===== Blocco di testo

L'ultima modifica è del 07 ottobre 2010 alle ore 09:01.
«If it ain't broke, don't fix it» dicono gli americani. Nell'Italia della sanità, il “modello lombardo” è sinonimo di efficienza. Se alla fine degli anni Novanta è stata assegnata piena libertà alle Regioni nel governo del proprio sistema sanitario, la Lombardia è stata l'unica a cogliere l'occasione per innovare decisamente rispetto all'impostazione dirigista dell'SSN. C'era una scelta di fondo, a favore della sussidiarietà: le decisioni migliori sono quelle che sono prese al livello più prossimo al cittadino, e al paziente.
Per questo, si separavano nettamente fra funzioni di controllo dell'attività specialistica e ospedaliera (in capo alle ASL), e l'erogazione dei servizi, affidata ad aziende ospedaliere pubbliche e private. La simmetria nel processo di accreditamento e nel sistema dei controlli consentiva che, a fianco del pubblico, emergesse un'alternativa di battere strade innovative, capace di fare efficienza sul fronte dei costi, sensibile alle ragioni della ricerca. Il presupposto era lo stesso pagamento (DRG) per la singola prestazione, indipendentemente dalla natura giuridica dell'ente erogatore.
Dal punto di vista del paziente, il cittadino lombardo ha a disposizione una reale libertà di scelta del luogo di cura.
Dal punto di vista del “sistema”, le pressioni competitive del privato hanno fatto bene anche al pubblico, che ha avuto a disposizione un benchmark manageriale sul quale misurarsi.

==========

> _Metti in pratica_
A. Stabilisci se ciascuna affermazione concorda con il brano sul modello lombardo. Rispondi sì o no e cita testualmente le parole del brano che lo decidono: (i) la Lombardia è stata l'unica Regione a innovare rispetto all'impostazione dirigista dell'SSN; (ii) l'erogazione dei servizi era affidata alle ASL; (iii) il pagamento DRG cambiava secondo la natura giuridica dell'ente erogatore.
B. Copia dal brano sul modello lombardo il passo che inizia con le parole contenenti "Per questo, si" e termina con "giuridica dell'ente erogatore.".

===== Materiale di partenza

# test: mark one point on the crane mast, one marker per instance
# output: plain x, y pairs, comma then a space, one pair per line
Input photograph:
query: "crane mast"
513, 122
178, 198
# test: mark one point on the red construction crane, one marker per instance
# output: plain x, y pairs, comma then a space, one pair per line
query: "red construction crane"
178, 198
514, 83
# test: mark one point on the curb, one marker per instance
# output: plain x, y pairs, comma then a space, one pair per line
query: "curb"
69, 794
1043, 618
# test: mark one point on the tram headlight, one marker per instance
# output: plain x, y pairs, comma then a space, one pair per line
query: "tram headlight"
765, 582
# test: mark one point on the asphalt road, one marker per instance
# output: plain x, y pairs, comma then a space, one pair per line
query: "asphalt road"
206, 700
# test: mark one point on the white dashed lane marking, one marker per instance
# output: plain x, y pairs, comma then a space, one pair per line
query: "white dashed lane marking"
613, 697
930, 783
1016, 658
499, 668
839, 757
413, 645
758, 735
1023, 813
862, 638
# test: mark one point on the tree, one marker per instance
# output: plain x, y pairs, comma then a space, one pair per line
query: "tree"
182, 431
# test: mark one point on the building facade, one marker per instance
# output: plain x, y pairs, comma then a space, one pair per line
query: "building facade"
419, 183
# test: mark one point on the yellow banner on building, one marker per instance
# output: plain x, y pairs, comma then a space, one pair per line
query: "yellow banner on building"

==========

> _Risposte in ordine_
A.
(i) Sì: «la Lombardia è stata l'unica a cogliere l'occasione per innovare decisamente rispetto all'impostazione dirigista dell'SSN».
(ii) No: «l'erogazione dei servizi, affidata ad aziende ospedaliere pubbliche e private».
(iii) No: «lo stesso pagamento (DRG) per la singola prestazione, indipendentemente dalla natura giuridica dell'ente erogatore».

B.
Per questo, si separavano nettamente fra funzioni di controllo dell'attività specialistica e ospedaliera (in capo alle ASL), e l'erogazione dei servizi, affidata ad aziende ospedaliere pubbliche e private. La simmetria nel processo di accreditamento e nel sistema dei controlli consentiva che, a fianco del pubblico, emergesse un'alternativa di battere strade innovative, capace di fare efficienza sul fronte dei costi, sensibile alle ragioni della ricerca. Il presupposto era lo stesso pagamento (DRG) per la singola prestazione, indipendentemente dalla natura giuridica dell'ente erogatore.